> [Aim]: State how many lines of the records below contain the string "person", where case counts. Reply with the number alone.

> [Material provided]:
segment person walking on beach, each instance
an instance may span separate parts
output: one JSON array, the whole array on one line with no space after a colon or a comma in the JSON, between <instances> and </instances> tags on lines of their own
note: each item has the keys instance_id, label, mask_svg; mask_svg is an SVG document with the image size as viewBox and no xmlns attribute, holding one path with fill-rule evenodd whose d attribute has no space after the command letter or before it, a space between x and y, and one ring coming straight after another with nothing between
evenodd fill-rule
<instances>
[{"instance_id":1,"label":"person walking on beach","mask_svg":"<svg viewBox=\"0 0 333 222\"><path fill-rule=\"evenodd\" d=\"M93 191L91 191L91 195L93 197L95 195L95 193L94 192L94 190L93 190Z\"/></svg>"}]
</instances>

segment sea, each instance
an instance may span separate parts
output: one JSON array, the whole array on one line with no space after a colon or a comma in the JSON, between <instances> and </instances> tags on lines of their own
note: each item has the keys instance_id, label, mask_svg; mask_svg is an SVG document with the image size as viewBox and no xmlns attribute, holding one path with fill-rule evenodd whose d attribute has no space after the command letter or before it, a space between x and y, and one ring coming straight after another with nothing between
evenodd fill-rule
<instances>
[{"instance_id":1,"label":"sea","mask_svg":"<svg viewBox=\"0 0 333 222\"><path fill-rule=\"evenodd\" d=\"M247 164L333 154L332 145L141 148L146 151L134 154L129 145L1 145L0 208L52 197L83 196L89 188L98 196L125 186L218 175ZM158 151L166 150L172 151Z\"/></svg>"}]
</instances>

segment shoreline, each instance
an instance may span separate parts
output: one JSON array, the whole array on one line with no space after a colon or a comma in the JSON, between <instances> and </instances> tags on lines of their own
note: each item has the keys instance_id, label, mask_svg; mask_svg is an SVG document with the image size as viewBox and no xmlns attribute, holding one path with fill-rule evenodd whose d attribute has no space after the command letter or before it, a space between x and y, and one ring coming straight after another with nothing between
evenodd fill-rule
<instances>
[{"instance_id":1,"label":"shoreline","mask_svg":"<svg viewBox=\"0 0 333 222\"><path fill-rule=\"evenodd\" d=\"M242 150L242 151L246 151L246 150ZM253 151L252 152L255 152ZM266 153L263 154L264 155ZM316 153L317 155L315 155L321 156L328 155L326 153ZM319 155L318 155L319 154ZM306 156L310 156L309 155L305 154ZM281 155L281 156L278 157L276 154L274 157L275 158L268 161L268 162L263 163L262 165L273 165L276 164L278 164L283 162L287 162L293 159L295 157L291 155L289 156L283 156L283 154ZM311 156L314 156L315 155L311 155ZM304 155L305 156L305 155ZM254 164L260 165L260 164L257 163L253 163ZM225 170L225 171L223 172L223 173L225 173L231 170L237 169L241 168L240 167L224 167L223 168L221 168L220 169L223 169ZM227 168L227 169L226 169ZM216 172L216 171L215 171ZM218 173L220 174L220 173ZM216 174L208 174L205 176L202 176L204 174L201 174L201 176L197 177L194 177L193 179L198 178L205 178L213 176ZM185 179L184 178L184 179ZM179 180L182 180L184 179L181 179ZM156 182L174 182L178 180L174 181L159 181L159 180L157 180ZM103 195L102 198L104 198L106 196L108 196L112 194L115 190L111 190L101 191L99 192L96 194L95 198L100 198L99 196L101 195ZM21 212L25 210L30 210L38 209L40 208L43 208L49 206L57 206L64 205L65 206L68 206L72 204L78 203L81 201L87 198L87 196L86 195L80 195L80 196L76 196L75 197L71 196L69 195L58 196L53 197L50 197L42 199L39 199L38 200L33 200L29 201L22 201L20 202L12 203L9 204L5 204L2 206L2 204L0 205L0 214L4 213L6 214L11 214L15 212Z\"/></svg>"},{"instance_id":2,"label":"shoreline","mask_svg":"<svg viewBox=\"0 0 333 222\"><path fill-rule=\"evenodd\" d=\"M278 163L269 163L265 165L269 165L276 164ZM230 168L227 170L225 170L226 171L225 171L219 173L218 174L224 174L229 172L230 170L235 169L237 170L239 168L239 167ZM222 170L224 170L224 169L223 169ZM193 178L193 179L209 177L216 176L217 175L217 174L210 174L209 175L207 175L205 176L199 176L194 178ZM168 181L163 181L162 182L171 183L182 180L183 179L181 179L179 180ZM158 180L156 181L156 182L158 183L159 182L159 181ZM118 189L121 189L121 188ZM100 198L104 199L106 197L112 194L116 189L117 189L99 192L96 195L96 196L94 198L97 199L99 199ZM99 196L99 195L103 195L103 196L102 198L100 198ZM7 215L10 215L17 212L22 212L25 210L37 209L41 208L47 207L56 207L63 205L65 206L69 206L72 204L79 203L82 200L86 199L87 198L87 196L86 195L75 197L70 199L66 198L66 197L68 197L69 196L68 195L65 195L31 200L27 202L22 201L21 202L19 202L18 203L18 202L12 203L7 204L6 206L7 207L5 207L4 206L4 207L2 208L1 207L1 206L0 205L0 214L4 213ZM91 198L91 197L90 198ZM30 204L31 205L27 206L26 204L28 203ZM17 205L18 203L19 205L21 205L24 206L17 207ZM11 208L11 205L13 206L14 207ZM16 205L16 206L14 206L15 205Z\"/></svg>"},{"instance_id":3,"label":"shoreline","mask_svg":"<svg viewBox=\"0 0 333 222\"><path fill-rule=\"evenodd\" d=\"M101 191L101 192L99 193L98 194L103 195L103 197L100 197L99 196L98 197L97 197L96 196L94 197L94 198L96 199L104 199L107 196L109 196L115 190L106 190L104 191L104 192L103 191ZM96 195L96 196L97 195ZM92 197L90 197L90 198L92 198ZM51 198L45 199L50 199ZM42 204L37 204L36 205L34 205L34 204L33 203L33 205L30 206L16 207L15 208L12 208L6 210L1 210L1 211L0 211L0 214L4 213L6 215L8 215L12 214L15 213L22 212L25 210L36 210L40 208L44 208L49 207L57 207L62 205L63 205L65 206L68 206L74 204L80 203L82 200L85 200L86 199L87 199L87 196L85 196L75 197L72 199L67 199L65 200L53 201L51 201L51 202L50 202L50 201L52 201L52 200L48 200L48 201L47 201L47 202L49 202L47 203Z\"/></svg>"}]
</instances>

> [Complete answer]: 2